- First appearance: Doctor Syn: A Tale of the Romney Marsh (1915)
- Last appearance: Shadow of Doctor Syn (1944)
- Created by: Russell Thorndike
- Portrayed by: George Arliss Peter Cushing Patrick McGoohan

In-universe information
- Full name: Christopher Syn
- Aliases: Captain Clegg, "the Scarecrow"
- Gender: Male
- Occupation: Clergyman, pirate, harpooneer, smuggler
- Nationality: British

= Doctor Syn =

Fictional character from novels by Russell Thorndike

The Reverend Doctor Christopher Syn is the smuggler hero of a series of novels by Russell Thorndike. The first book, Doctor Syn: A Tale of the Romney Marsh was published in 1915. The story idea came from legendary coastal smuggling in the 18th century around the well-known Romney Marsh, where brandy and tobacco were brought in at night by boat from France to avoid the customs duties. Minor battles were fought, sometimes at night, between gangs of smugglers, such as the Hawkhurst Gang, and His Majesty's Customs and Excise, supported by the British Army, Royal Navy and local militias in the counties of the Kent and Sussex.

**INFORMATION SHOWN**
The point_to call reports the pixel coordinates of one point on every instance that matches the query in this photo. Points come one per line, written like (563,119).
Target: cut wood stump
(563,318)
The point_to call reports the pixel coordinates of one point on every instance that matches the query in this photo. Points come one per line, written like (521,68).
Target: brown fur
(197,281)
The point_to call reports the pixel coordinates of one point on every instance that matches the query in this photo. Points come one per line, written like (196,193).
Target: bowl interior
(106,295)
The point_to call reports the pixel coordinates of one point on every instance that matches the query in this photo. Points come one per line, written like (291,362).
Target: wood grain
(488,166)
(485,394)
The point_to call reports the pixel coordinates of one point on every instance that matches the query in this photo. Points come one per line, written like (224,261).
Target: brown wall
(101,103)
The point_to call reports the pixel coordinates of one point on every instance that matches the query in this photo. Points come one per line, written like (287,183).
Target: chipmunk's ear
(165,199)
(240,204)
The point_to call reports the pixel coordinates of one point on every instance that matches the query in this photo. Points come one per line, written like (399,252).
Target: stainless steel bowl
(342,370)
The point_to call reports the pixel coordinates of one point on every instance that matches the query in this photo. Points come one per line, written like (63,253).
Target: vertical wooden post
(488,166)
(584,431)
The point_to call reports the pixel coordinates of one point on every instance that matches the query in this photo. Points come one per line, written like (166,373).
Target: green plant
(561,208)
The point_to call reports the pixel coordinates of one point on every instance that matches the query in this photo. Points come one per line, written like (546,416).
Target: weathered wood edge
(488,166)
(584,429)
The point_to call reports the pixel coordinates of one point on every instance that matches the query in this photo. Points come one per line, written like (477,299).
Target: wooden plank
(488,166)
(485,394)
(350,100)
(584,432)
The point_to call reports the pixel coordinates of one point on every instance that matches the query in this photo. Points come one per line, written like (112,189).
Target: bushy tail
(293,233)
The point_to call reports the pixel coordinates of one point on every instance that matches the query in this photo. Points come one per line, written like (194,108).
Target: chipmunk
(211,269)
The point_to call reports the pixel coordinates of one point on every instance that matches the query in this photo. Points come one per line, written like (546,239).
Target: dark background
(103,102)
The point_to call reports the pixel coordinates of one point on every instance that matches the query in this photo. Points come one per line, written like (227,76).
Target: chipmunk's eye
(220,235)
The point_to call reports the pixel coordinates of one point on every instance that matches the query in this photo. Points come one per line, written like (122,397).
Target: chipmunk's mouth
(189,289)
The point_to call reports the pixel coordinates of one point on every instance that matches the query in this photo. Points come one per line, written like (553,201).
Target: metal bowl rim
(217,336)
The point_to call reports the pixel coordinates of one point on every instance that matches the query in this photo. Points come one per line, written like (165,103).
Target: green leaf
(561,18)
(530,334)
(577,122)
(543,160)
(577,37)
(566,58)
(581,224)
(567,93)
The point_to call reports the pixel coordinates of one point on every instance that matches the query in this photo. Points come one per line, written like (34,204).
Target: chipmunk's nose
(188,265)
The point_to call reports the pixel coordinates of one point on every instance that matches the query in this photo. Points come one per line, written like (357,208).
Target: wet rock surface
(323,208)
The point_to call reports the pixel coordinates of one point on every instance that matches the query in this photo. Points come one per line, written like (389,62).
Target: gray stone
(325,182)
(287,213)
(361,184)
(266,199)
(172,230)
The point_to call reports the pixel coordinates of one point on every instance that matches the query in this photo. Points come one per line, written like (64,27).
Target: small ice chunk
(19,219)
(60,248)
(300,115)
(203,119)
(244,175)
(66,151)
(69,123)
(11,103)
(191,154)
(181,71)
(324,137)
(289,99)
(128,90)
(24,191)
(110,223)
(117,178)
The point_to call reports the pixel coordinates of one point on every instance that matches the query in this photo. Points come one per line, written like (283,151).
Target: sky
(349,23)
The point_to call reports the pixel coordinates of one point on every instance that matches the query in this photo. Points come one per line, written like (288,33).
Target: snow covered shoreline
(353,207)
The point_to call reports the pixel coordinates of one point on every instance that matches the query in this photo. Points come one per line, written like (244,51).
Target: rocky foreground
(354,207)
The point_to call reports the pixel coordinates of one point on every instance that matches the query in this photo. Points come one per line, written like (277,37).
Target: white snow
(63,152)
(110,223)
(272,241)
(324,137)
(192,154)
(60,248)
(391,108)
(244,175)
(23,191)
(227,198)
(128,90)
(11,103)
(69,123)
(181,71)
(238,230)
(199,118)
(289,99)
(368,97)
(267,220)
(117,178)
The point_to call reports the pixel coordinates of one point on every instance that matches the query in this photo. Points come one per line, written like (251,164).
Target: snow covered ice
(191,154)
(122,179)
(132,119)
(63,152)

**PROBLEM A**
In the Doctor Syn text, what goods were smuggled by boat from France?
**PROBLEM B**
From the Doctor Syn text, copy word for word the part that opens with "- Gender: Male" and closes with "Kent and Sussex.".
Nothing in the lines is needed for what comes next.

**EXERCISE OUTPUT A**
Brandy and tobacco.

**EXERCISE OUTPUT B**
- Gender: Male
- Occupation: Clergyman, pirate, harpooneer, smuggler
- Nationality: British

= Doctor Syn =

Fictional character from novels by Russell Thorndike

The Reverend Doctor Christopher Syn is the smuggler hero of a series of novels by Russell Thorndike. The first book, Doctor Syn: A Tale of the Romney Marsh was published in 1915. The story idea came from legendary coastal smuggling in the 18th century around the well-known Romney Marsh, where brandy and tobacco were brought in at night by boat from France to avoid the customs duties. Minor battles were fought, sometimes at night, between gangs of smugglers, such as the Hawkhurst Gang, and His Majesty's Customs and Excise, supported by the British Army, Royal Navy and local militias in the counties of the Kent and Sussex.